— Start DATASET ENTRIES —

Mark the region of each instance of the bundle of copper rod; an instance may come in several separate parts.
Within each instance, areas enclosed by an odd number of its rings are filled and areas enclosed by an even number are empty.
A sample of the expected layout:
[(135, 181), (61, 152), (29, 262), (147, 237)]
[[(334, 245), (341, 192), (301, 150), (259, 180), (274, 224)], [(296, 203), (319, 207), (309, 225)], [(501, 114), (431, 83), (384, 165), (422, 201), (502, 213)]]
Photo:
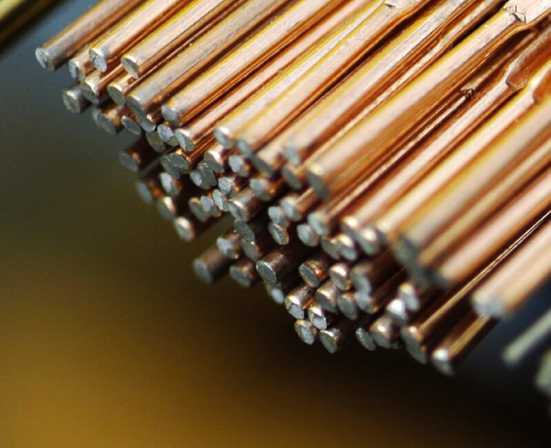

— End DATASET ENTRIES —

### YOUR TASK
Copy out the whole listing above line for line without changing anything, but omit the pictures from your answer.

### OUTPUT FOR THIS TASK
Mark the region of each instance of the bundle of copper rod; an instance may come in several separate parts.
Within each instance, areas enclosed by an odd number of its rings are filled and areas enclosed by an even number are empty.
A sample of the expected layout:
[(135, 181), (61, 152), (29, 262), (147, 237)]
[[(334, 245), (341, 192), (301, 150), (259, 180), (274, 224)], [(296, 203), (319, 207), (309, 225)], [(501, 114), (431, 83), (384, 165), (422, 201), (502, 213)]]
Photo:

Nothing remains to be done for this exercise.